Fragmento citado ::
★ ★ ★ ★
Estamos llegando al final de la segunda década del siglo veintiuno. Si hoy miramos cien años atrás, se vienen dos o tres episodios a la cabeza: la semana Trágica, el tratado de Versalles que puso fin a la primera Guerra Mundial y presagiaba la segunda, el aplastamiento de la revuelta espartaquista en Alemania, la muerte de Rosa Luxemburgo. Técnicamente estamos en la puerta de entrada a nuestros “años 20” pero, por ahora, poco tienen de locos, de dorados, de jazz. Es otra la banda de sonido. Este verano, por ejemplo, vuelven a sonar pitazos, bocinas y cacerolas contra una cortina de expectante silencio. El tiempo parece detenido. Nada termina. Nada comienza.
★ ★ ★ ★
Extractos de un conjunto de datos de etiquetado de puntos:
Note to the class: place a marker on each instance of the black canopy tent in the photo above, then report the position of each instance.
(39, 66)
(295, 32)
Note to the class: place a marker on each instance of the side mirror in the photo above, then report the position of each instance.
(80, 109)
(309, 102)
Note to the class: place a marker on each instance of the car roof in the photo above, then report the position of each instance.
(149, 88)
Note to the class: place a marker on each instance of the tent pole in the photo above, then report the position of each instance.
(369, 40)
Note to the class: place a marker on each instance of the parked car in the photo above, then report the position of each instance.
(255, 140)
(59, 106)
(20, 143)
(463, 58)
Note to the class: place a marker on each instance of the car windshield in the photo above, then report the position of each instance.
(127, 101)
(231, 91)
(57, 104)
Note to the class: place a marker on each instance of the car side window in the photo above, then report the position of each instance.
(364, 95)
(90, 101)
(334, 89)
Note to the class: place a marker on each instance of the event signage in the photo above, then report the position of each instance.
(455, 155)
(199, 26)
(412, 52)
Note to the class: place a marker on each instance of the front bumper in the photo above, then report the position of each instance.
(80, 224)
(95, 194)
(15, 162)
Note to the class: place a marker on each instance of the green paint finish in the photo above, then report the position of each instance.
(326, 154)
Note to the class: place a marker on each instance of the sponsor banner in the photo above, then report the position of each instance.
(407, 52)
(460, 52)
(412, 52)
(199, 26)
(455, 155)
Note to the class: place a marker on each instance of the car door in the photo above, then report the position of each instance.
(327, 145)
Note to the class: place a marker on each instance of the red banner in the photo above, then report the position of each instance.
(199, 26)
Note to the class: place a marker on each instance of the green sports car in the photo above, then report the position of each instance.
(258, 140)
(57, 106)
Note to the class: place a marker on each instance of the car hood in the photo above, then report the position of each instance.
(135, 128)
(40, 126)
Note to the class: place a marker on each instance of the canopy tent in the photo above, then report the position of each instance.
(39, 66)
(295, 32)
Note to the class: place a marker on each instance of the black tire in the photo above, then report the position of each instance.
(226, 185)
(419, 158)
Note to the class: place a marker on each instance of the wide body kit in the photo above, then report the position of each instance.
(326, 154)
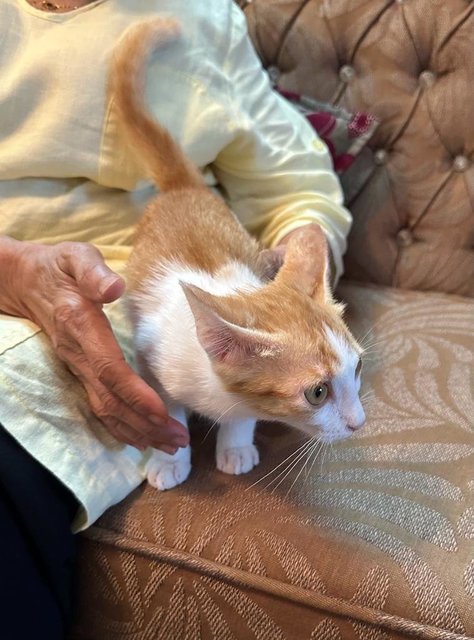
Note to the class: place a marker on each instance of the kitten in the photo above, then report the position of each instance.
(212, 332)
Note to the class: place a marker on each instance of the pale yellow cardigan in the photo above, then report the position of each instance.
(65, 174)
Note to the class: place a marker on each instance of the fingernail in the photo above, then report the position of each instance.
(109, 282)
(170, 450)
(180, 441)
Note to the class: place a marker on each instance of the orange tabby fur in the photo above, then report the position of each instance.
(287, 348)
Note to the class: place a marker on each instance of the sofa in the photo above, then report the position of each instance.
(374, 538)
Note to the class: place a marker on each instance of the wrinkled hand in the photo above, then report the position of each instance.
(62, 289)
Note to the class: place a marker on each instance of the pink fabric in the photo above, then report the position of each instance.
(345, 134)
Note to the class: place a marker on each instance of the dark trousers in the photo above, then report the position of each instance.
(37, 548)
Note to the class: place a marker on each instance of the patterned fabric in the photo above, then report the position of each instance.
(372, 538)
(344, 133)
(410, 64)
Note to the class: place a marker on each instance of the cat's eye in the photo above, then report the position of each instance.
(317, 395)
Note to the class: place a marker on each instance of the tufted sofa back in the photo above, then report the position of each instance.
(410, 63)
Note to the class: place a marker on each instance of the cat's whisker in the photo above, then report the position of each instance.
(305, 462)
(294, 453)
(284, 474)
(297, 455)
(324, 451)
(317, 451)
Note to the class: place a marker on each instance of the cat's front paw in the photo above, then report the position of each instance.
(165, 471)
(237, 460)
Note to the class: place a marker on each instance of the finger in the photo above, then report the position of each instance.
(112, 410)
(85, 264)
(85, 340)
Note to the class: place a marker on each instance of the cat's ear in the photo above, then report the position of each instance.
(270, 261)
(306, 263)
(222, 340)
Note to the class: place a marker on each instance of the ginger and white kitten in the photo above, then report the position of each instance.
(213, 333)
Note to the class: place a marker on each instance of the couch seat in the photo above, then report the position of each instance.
★ ★ ★ ★
Objetivo 1 :: Indique si cada afirmación concuerda con el fragmento, respondiendo sí o no y citando literalmente las palabras decisivas: (a) entre los episodios de cien años atrás figura la muerte de Rosa Luxemburgo; (b) nuestros "años 20" ya tienen mucho de jazz; (c) el tratado de Versalles puso fin a la primera Guerra Mundial.
Objetivo 2 :: Según el fragmento, ¿qué vuelve a sonar este verano?

Respuesta 1 ::
(a) Sí: «la muerte de Rosa Luxemburgo».
(b) No: «poco tienen de locos, de dorados, de jazz».
(c) Sí: «el tratado de Versalles que puso fin a la primera Guerra Mundial».

Respuesta 2 :: Pitazos, bocinas y cacerolas.